The article summarizes experiences from various projects with a log-based change data capture (CDC). There are many use cases for which CDC is beneficial. Some DBs even have CDC functionality integrated without requiring a separate tool.

Change detection

Detecting changes in transactional source systems often turn out as slow and not scalable. Lightweight, high-performance change detection is required. Well-known approaches are: change columns, triggers and log-based CDC.

  • Change columns
    Tables in the source system get created with an additional column, such as a timestamp. Such a column can be used to identify new or changed data records.
    However, this solution does not work for deleted records. Another disadvantage is that the application needs to be changed with update logic for the column.
  • Triggers
    Database triggers can protocol any data changes to a log table. A process transfers the data from the log table to the target.
    This approach recognizes deletes. Additionally, the application does not need to be changed.
    However, triggers put a strain on the source database from a performance point of view. If a transaction commits, it must wait until the trigger finished, too.
  • Log-based CDC
    Databases write changes into their transaction log. Backup and recovery need transaction logs. Additionally, sequential writes into a transaction log are much faster compared to random writes into data files.
    Open source tools like Debezium or commercial tools like Oracle Goldengate, IBM IIDR read changes from the log and replicate the changes to the target system.

Pros and Cons of log-based CDC

Log-based CDC has fundamental advantages over the other change detection methods listed:

  • The additional performance impact on the source system is low.
  • CDC enables the implementation of near real-time architectures with the possibility of faster and more accurate decisions based on the target systems.
  • No significant changes to the application in the source system are necessary. Changes relate to, for example, the setting of database parameters to generate extended transaction log entries, or installing the CDC software.
  • CDC reduces the amount of data transmitted over the network compared to the other detection methods described above.
  • The coupling between source and target is asynchronous. A slow consumer does not affect the source database.

Log-based CDC also has some disadvantages you must be aware of:

  • Many commercial tools require an additional license.
  • Avoid no-logging transactions as these bypasses the transaction log. However, most databases allow force logging through suitable parameter settings.
  • Separate tools require operations and require additional know-how.
  • Primary or unique keys are required for many log-based CDC tools — but a good database design will guarantee this requirement anyway.
  • If the target system is down, transaction logs must be kept until the target absorbed the changes.

How does log-based CDC work?

The diagram above shows several uses of log-based CDC. Users or applications change data in the source database, e.g. insert, update, or delete data. The database writes all changes into the transaction log (or Write-ahead log) before integrating the changes into the data files.

The RDBMS example shows a user inserting data and a second user updating the same data in the next transaction. The transaction log contains the change protocol until some retention-interval clears the entries. The data file contains just the current state.

Databases use transaction logs primarily for backup and recovery. But the data can also be used to replicate changes into a target system. CDC tools use the database API to read from the transaction logs (or from the memory if the data is still in the DB cache) and transfer the data to a target system.

· · · · · · ·

(Work to do):
Condense the paragraph beginning "Databases use transaction logs primarily" in the article on log-based change data capture into a short bulleted list, keeping its main facts.

· · · · · · ·

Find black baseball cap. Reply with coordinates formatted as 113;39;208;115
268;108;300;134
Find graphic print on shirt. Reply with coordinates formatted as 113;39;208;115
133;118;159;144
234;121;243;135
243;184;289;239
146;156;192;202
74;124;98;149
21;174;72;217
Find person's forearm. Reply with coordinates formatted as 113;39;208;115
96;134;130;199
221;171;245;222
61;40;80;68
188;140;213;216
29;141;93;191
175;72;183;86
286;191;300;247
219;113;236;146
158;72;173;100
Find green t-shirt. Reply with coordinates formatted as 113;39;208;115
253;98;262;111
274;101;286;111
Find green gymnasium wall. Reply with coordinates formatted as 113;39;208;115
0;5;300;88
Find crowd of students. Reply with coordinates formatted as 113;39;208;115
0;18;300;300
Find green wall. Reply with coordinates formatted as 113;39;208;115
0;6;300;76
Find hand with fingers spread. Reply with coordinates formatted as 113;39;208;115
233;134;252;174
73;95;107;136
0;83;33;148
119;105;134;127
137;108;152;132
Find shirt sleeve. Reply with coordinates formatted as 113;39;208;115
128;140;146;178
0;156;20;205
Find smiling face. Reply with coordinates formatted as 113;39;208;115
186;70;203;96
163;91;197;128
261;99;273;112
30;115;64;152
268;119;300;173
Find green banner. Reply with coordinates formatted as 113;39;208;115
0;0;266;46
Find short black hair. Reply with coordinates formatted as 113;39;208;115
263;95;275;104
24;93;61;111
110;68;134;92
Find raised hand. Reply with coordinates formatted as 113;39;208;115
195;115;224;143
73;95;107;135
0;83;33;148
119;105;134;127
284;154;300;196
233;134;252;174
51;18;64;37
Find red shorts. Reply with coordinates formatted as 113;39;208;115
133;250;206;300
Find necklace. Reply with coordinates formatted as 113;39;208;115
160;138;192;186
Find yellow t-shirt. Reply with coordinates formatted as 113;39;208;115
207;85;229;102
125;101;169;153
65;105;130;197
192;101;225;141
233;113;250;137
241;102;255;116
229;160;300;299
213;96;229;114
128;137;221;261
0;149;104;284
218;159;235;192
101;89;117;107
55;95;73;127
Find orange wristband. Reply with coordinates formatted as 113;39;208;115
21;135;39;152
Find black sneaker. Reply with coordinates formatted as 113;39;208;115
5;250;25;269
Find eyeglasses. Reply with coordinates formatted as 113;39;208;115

· · · · · · ·

(Output):
- Databases use transaction logs mainly for backup and recovery.
- The same log data can also be used to replicate changes into a target system.
- CDC tools read the transaction logs through the database API, or read from memory if the data is still in the DB cache, and then transfer the data to a target system.